Your instructions:
Each record that follows must be printed exactly as given.

Entries supplied:
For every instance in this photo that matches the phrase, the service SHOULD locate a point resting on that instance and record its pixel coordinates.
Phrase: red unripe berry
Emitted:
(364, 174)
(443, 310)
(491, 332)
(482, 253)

Task response:
For every instance in this photo that matches the phrase, the service SHOULD locate a point resting on that instance and record its pixel coordinates.
Phrase: red unripe berry
Emitted:
(364, 174)
(443, 310)
(491, 332)
(482, 253)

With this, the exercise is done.